▸ **本文**
----------
妻と、まだ生まれて間もない息子とともに、充実した日々を送る弁護士・ピーター(ヒュー・ジャックマン)
ある日、前妻ケイトから彼女の元で暮らす17歳の息子・ニコラス(ゼン・マクグラス)の
様子がおかしいと相談を受けます。
ニコラスは心に闇を抱え、学校にも行けず、絶望の淵にいます。
そして、ピーターの元に引っ越したいと懇願します。
ピーターは妻を説き伏せ、息子を受け入れて一緒に暮らし始めますが、
親子の距離はなかなか埋まらず・・・。

ガッツリと父と息子の確執を描く物語。
ここで父と息子というのはもちろんピーターとニコラスのこと。
ニコラスは、母と自分を捨てて、新たな恋人と結婚し子どもまでなしてしまった父に
複雑な感情を抱いているのです。
大好きで敬愛する父親。
だけれども、自分は捨てられてしまった・・・。
そのことが彼の中でいつまでも大きく心を占めているのでしょう。
----------
▸ **目的**
本文の「ガッツリと父と息子の確執を描く物語」で始まる段落を、主な内容を残して短く書き直してください。 本文だけを手がかりにしてください。

▸ **データ内容**
----------
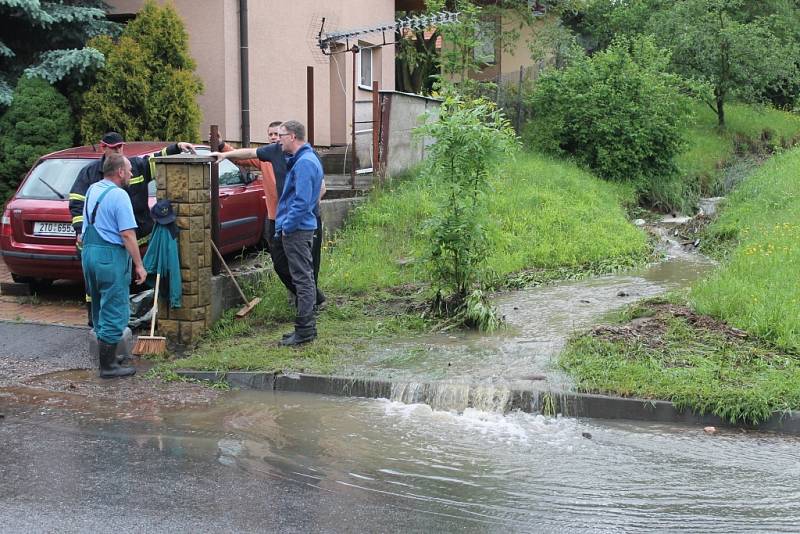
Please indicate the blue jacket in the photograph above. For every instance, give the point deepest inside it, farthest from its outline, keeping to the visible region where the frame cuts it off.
----------
▸ **正解**
父ピーターと息子ニコラスの確執を描く物語である。ニコラスは、母と自分を捨て、新たな恋人と結婚して子どもまでもうけた父に複雑な感情を抱いている。敬愛する父でありながら、自分は捨てられたという思いが彼の心を大きく占めているようだ。